*REQUIRED WORK*. Write out the line that holds "woven rattan lower" together with every line that follows it to the end of the material below, exactly. Omit the pictures.

*DATASET EXCERPTS*.
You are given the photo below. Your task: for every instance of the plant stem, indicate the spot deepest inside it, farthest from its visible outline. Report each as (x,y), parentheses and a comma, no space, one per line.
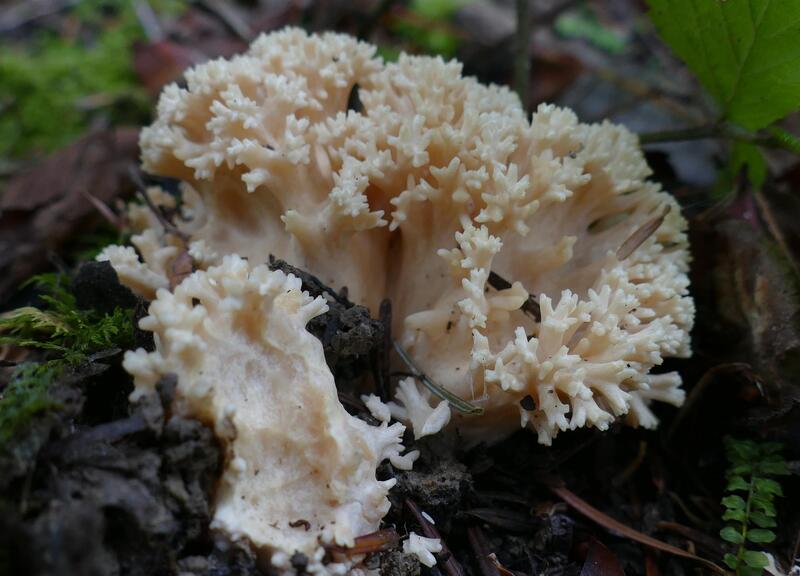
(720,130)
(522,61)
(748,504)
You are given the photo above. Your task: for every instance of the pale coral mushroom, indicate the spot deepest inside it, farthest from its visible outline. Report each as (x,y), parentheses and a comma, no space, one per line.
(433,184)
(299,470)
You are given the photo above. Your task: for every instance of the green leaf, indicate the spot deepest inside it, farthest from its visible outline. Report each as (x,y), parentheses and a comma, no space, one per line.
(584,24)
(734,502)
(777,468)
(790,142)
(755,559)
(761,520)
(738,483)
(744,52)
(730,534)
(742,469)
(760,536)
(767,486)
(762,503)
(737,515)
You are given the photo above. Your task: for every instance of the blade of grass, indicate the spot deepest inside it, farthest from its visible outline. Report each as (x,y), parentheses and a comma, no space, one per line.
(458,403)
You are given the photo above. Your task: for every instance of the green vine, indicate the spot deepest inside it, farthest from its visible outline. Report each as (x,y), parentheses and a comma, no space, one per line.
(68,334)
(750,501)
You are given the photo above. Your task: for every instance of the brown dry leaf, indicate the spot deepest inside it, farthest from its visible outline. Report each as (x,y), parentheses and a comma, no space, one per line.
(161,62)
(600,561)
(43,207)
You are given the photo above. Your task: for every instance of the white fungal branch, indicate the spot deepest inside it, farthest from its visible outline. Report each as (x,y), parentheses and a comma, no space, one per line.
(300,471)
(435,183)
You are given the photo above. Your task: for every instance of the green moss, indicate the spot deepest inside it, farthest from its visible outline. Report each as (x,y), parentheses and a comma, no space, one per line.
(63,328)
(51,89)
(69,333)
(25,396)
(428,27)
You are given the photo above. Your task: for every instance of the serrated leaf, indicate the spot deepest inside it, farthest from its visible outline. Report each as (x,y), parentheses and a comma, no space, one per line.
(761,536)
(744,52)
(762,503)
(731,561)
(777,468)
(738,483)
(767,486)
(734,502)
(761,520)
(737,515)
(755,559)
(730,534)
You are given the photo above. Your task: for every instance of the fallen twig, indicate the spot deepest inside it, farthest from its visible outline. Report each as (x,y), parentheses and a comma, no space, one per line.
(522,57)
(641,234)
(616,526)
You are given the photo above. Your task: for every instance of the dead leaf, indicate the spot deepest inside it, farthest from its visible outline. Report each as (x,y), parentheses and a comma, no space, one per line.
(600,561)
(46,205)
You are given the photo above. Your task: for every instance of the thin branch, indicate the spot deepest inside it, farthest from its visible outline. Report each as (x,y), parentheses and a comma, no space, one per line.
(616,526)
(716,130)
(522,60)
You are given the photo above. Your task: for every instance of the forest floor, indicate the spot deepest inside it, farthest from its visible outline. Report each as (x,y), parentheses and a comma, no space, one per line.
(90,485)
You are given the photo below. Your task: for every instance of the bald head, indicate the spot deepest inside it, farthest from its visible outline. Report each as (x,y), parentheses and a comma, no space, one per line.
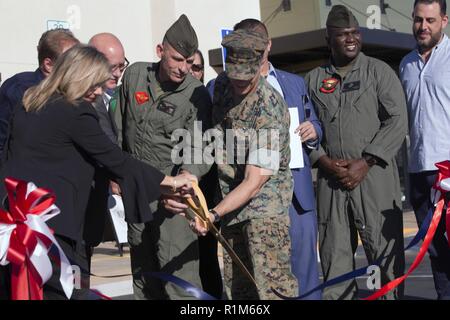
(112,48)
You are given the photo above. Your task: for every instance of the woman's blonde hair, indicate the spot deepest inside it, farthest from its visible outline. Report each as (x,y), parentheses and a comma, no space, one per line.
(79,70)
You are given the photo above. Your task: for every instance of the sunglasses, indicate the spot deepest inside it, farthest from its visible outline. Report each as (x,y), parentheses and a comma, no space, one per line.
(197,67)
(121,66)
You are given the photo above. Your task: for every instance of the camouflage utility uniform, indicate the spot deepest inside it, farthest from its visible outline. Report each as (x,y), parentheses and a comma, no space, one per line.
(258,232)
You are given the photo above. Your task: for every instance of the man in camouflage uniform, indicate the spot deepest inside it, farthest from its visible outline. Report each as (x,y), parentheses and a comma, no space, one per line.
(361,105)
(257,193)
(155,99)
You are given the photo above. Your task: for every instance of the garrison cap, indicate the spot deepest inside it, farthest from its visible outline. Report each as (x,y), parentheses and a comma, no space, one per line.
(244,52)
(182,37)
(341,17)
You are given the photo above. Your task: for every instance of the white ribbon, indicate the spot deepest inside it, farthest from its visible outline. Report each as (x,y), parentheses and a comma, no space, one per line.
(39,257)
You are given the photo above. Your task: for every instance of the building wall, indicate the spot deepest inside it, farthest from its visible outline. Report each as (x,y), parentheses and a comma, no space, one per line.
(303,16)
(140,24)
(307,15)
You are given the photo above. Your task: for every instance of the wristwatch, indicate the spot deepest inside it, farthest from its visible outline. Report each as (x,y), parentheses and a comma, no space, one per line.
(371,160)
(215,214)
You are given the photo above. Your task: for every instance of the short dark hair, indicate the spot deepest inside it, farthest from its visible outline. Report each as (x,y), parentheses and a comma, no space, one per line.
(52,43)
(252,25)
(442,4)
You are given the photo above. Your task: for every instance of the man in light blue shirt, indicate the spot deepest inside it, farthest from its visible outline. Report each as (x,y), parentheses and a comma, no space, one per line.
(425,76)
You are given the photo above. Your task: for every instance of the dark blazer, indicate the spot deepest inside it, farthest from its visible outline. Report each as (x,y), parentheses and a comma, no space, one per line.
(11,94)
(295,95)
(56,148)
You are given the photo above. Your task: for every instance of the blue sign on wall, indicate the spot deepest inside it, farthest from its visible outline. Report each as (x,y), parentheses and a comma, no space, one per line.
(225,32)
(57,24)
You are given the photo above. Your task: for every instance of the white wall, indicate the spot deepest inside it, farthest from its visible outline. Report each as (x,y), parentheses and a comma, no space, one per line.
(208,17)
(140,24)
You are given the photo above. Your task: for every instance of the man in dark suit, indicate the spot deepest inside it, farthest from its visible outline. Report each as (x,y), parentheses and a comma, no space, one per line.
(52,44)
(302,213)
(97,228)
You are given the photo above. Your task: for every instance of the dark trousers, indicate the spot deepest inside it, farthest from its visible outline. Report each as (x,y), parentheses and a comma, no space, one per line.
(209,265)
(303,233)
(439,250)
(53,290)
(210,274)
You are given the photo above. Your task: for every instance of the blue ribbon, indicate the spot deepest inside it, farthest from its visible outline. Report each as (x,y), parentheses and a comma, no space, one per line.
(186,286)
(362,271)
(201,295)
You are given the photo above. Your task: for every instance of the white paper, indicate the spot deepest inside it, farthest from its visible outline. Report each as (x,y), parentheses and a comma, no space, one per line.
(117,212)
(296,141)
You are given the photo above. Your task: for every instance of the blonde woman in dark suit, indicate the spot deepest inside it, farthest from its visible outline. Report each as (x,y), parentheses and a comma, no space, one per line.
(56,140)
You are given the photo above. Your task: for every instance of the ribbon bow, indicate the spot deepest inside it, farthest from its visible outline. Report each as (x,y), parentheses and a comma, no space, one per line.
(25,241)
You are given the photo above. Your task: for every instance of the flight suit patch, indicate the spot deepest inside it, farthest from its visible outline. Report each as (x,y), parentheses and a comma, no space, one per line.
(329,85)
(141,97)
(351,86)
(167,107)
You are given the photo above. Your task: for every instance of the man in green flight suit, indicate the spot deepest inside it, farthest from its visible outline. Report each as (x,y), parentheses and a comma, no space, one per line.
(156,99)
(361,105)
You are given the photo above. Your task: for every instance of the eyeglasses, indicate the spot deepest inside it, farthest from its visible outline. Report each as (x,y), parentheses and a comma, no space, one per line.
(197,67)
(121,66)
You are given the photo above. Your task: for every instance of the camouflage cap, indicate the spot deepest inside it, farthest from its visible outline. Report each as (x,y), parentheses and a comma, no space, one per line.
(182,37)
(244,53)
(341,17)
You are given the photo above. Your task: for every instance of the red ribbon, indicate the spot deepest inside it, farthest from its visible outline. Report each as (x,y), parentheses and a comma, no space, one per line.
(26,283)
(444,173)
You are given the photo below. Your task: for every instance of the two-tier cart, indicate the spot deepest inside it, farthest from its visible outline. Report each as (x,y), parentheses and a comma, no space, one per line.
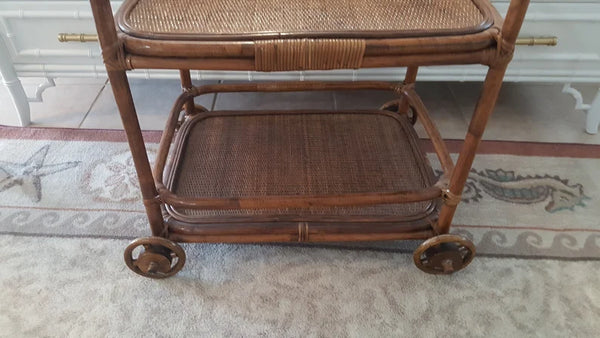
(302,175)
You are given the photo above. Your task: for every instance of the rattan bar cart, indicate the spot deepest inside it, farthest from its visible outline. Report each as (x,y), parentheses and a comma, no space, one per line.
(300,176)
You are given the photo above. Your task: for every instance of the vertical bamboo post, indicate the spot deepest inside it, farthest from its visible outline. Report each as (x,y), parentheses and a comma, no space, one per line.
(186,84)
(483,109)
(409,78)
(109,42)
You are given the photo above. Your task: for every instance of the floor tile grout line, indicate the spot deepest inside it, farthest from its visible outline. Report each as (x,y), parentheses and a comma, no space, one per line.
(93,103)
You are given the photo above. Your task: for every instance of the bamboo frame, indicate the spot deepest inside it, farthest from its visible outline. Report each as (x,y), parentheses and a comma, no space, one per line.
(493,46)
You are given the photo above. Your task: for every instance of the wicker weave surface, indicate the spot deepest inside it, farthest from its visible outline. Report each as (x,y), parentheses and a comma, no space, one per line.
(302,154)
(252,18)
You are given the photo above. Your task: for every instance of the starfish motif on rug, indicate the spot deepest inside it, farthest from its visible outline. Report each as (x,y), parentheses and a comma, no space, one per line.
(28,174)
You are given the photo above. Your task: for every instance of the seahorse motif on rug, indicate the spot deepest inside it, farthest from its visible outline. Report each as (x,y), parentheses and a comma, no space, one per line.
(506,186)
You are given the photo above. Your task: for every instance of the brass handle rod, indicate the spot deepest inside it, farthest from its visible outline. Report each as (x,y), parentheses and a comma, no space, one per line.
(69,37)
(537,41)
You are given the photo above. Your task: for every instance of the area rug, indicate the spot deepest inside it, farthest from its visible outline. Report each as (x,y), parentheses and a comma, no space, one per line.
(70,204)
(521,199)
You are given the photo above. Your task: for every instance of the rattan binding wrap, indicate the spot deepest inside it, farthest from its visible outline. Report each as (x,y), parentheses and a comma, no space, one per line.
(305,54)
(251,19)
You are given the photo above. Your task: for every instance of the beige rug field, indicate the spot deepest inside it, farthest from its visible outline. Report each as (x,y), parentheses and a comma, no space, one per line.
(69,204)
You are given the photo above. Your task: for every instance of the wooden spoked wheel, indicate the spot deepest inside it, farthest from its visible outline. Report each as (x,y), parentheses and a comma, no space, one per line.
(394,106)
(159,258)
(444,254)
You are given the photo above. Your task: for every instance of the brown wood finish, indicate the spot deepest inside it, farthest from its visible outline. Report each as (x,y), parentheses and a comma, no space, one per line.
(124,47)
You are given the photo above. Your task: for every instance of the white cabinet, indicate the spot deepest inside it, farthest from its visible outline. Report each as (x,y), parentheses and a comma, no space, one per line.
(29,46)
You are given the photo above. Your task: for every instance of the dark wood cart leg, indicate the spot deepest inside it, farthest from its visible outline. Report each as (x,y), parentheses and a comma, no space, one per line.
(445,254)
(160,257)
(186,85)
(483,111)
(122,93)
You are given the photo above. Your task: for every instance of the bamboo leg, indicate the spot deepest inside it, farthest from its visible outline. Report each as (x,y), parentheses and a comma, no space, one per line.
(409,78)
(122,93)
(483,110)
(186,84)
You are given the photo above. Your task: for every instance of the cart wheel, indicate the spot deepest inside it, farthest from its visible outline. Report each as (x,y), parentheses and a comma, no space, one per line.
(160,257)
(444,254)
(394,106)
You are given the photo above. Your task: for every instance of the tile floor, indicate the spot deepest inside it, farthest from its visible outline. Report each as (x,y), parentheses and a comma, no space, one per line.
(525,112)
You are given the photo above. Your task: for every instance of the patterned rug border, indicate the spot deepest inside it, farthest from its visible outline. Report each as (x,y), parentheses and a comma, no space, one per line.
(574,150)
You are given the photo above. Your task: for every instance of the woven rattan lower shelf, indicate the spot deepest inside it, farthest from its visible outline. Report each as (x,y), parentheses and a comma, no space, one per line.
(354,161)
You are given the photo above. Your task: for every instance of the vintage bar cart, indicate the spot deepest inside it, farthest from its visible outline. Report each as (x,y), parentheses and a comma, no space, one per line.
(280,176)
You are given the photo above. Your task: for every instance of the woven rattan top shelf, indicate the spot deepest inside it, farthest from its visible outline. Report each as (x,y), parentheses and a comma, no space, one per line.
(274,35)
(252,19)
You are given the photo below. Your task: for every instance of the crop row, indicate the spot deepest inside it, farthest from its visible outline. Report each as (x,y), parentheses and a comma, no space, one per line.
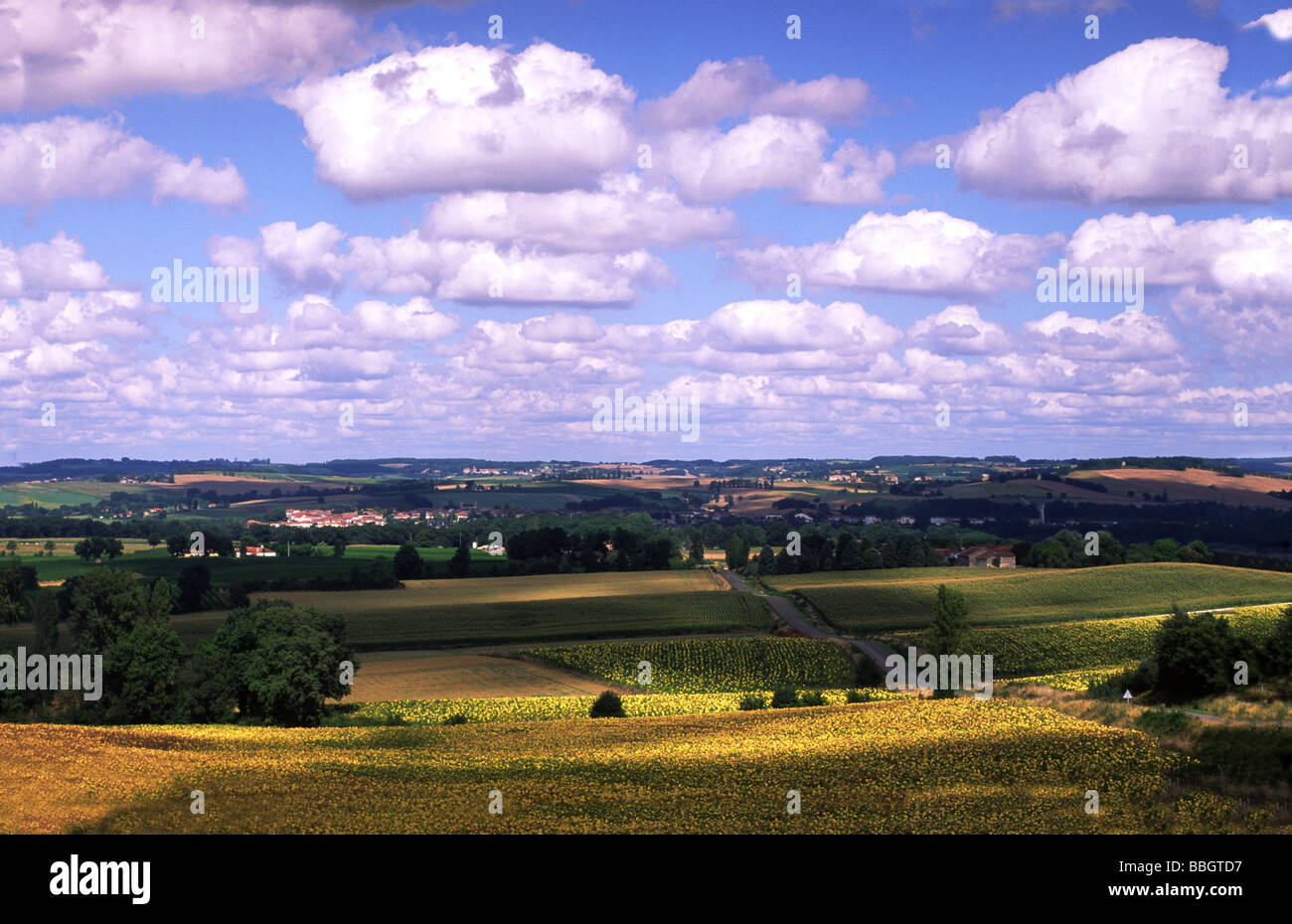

*ANSWER TO THE EXERCISE*.
You are given the photo above. Your task: for every instance of the woven rattan lower shelf, indicate the spot deepest inside it, farthest from its visible outline. Report each as (x,y), parentheses and a comma, no space, one per line.
(354,161)
You are given the photo above. Your task: for every instance of the vintage bar cart, indicate the spot deepest inside it, farthest from its visible outline. Report each as (x,y), parentheses and a comma, no space, one per line.
(280,176)
You are given the photo above. Your task: for every instance of the woven rattan top shelf, indicate the spot deepest inside it, farthest from its visible outline. Report each as (x,y), parentheses and a comma, no space, one per line.
(274,35)
(252,19)
You are given the photo below. Your task: for every instance of the crop row, indicate the spot deepest inside it, farthest from its visible outline. Report each as (x,y), parentheses and a comma, no space, one per line.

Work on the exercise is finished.